> **What you need to do**: Rewrite the lines starting with the one that contains "Put one point on every instance of the black protest" and continuing through the end of the lines. Swap every "species count" for "tally", change nothing else, and leave the pictures out.

> **Provided entries**:
• • • • •

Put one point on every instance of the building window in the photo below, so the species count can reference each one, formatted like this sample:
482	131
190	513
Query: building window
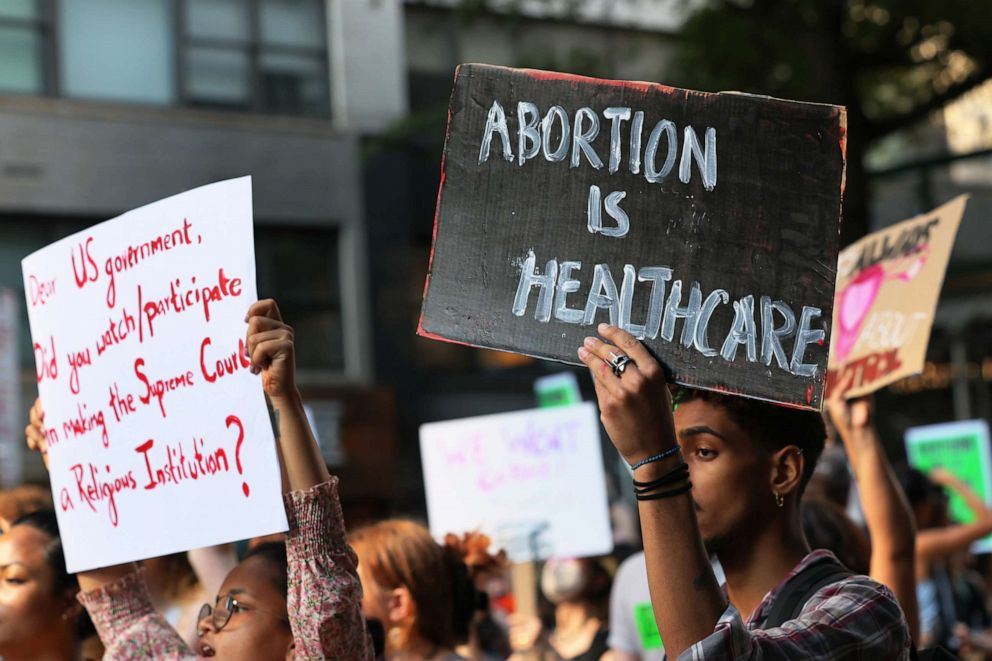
265	56
300	269
25	36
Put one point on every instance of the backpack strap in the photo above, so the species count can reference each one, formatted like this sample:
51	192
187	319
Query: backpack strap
790	601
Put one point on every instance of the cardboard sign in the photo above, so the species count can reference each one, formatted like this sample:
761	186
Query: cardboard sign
963	449
159	438
704	224
12	416
532	481
888	284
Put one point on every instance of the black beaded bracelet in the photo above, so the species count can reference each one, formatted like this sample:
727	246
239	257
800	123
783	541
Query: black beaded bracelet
677	474
665	494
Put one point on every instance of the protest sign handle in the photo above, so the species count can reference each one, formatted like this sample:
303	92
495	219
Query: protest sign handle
523	576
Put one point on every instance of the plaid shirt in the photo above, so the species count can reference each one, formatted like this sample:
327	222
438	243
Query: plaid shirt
855	618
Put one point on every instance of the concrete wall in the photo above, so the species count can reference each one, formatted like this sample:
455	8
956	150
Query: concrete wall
64	157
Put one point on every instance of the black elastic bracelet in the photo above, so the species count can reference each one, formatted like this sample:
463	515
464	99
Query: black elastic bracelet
677	474
658	457
665	494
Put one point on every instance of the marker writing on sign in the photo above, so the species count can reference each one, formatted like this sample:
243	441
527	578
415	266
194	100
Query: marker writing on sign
39	291
86	269
185	297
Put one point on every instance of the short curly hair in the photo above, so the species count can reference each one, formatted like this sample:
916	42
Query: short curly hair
768	425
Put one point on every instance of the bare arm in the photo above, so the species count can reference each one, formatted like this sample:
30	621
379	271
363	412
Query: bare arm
324	594
272	353
636	411
887	513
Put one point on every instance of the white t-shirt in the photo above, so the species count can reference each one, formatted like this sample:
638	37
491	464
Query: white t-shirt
632	625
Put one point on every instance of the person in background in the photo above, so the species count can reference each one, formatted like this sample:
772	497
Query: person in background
40	618
749	462
300	599
888	516
936	543
826	526
176	592
487	640
579	590
420	591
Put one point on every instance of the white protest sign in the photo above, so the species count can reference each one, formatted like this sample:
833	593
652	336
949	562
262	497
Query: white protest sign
159	438
533	481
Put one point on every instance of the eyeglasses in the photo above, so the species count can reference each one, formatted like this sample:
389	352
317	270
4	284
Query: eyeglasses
221	614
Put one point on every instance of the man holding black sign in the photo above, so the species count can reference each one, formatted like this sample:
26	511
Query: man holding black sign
749	462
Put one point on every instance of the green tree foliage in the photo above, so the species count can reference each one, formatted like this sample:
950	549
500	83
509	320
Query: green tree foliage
891	62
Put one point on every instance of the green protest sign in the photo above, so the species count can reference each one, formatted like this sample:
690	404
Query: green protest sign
647	627
962	448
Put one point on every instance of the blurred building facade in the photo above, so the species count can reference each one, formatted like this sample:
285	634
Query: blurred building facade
337	109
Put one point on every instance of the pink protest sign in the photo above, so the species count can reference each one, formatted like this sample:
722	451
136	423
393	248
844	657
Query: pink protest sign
888	284
159	438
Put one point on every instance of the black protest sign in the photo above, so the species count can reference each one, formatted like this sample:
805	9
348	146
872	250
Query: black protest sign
705	224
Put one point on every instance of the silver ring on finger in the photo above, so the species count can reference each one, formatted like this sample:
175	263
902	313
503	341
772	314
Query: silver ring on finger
619	363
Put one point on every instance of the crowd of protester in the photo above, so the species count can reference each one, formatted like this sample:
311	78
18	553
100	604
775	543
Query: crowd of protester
750	551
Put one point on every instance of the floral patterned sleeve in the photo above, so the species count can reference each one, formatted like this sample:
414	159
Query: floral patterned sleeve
325	595
129	625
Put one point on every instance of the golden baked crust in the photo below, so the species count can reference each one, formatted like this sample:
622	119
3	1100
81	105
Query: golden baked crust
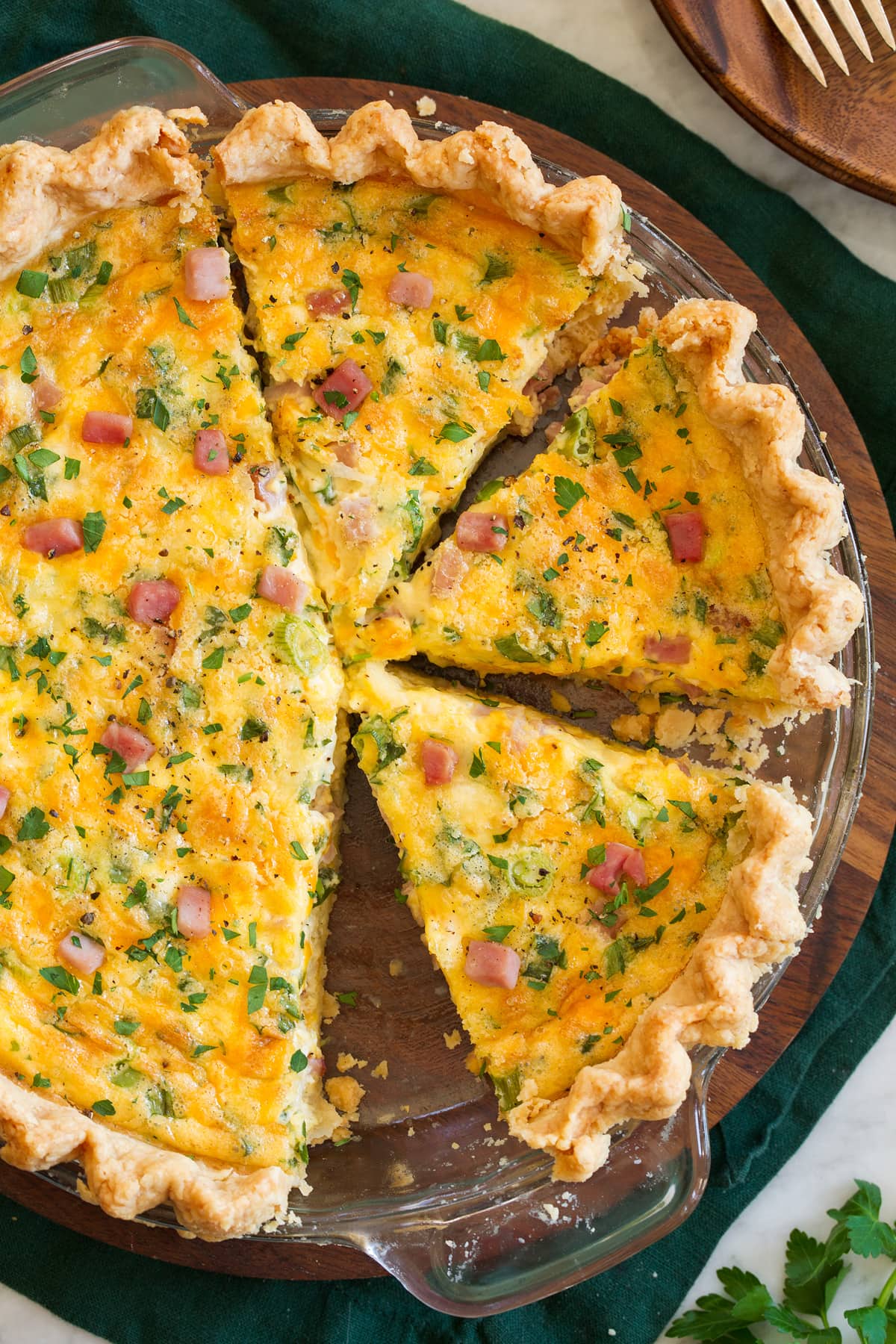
128	1177
489	164
709	1004
802	514
139	155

• • • • •

> **Response to the exercise**:
Put one point on every instance of the black protest sign in the photo above, so the tally can reference each one, formatted like this sample:
805	9
348	146
872	250
Query: black protest sign
705	224
Put one point on every instance of the silver ring on finger in the photo above, so the tally can reference each one, formatted like this sample:
175	263
902	313
503	341
772	314
Query: silver ring on finger
619	363
Put one point on every instance of the crowd of protester in the photo above, so the tally can reference each one, formatted like this sample:
311	78
18	553
100	604
775	543
Query: crowd of protester
750	551
Put one point on every instance of the floral patterned sleeve in the photo above, so the tally can reference each one, formatted like this sample:
414	159
Query: floral patterned sleeve
325	595
129	625
Put one point on every instance of the golden baked crust in the photo below, so the tally can reference each one, formatted like this sample:
622	119
3	1100
81	105
Query: golden baked crust
128	1177
489	164
709	1004
802	514
139	155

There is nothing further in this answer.